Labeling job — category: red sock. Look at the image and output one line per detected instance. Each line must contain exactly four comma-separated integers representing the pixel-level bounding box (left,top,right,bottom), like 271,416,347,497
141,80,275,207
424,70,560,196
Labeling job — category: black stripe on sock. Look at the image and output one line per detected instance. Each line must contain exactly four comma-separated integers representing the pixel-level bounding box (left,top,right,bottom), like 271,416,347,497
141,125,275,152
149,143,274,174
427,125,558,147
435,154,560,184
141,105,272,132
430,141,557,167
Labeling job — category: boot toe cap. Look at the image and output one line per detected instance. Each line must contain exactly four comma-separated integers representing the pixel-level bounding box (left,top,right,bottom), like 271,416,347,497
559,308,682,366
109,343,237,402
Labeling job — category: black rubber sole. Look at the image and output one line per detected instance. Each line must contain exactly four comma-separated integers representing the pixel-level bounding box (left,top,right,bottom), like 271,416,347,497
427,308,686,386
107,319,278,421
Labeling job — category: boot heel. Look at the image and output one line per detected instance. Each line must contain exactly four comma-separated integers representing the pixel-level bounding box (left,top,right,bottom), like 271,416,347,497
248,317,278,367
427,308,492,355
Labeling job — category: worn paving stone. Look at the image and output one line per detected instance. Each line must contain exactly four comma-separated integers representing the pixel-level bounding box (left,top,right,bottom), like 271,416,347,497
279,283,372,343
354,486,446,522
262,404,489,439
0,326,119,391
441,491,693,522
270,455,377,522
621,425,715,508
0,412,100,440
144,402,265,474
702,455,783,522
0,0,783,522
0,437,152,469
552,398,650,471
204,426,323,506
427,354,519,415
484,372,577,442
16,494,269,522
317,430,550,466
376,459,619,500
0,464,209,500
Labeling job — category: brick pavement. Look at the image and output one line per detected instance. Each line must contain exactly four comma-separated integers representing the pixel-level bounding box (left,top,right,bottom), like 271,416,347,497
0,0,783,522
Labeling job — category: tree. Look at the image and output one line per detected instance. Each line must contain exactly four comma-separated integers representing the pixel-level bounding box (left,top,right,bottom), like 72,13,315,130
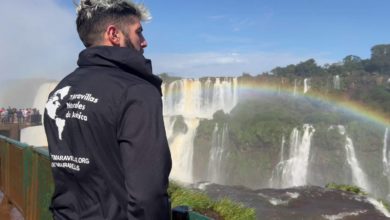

● ● ● ●

— Exercise goal —
Convert every line of the records above into a JSON list of strings, one string per line, skipping blank lines and leaving out the pictures.

— Output of the task —
[
  "Labeling job — category: red sock. Look at the image and output one line per detected instance. Each line must contain exactly four comma-separated integers representing the pixel-level bounding box (left,top,right,bottom), like 271,416,347,497",
  "141,80,275,207",
  "424,70,560,196",
  "Labeling job — category: black stripe on sock. Look at the image and output one line per detected instance. Each line must contain exactly four comma-separated integers representing the pixel-level bounding box (left,top,right,bottom), like 271,416,347,497",
  "141,125,275,152",
  "149,143,274,174",
  "427,125,558,147",
  "435,154,560,184",
  "141,105,272,132",
  "430,141,557,167",
  "Labeling job — category: boot toe cap. Look at the image and output one line per detected instance. Each line must contain exactly four comma-separated integers representing the pixel-level bounding box (left,top,right,bottom), like 271,416,347,497",
  "559,308,682,366",
  "109,343,237,402",
  "Labeling job — category: black rubber sole. Look at the image and output one line per detected instance. Each line must contain exactly four comma-separated integers representing the pixel-level bounding box (left,top,right,bottom), like 271,416,347,497",
  "427,308,686,386",
  "107,319,278,421",
  "Labeling job — category: boot heel. Look at the image and output one line per detected instance. Each line must contain exactly four comma-separated integers representing the pixel-level bounding box (left,top,right,bottom), like 271,416,347,497",
  "248,317,278,367",
  "427,308,492,355",
  "Labeling job — category: worn paving stone. Look at the image and output one line per detected instance. Each line must contain exactly four comma-separated integers representing the pixel-level bounding box (left,top,right,bottom), like 271,416,347,497",
  "279,283,372,343",
  "354,486,446,522",
  "262,404,489,439",
  "0,326,119,391",
  "441,491,693,522",
  "270,455,377,522",
  "621,425,715,508",
  "0,412,100,440",
  "144,402,265,474",
  "702,455,783,522",
  "0,0,783,522",
  "0,437,152,469",
  "552,398,650,471",
  "204,426,323,506",
  "427,354,519,415",
  "484,372,577,442",
  "16,494,269,522",
  "317,430,550,466",
  "376,459,619,500",
  "0,464,209,500",
  "Labeling job — category: brick pavement. Look at the image and output one line per detected instance. Each line must contain exactly four comma-separated integers representing the pixel-level bounding box (left,top,right,bottom), like 271,416,347,497",
  "0,0,783,522",
  "Labeling job — category: tree. Look at the image and output one line per detected instance. Each line must contain exactly four comma-separated integers representing the pixel-level bounding box (left,top,right,bottom), like 72,13,315,130"
]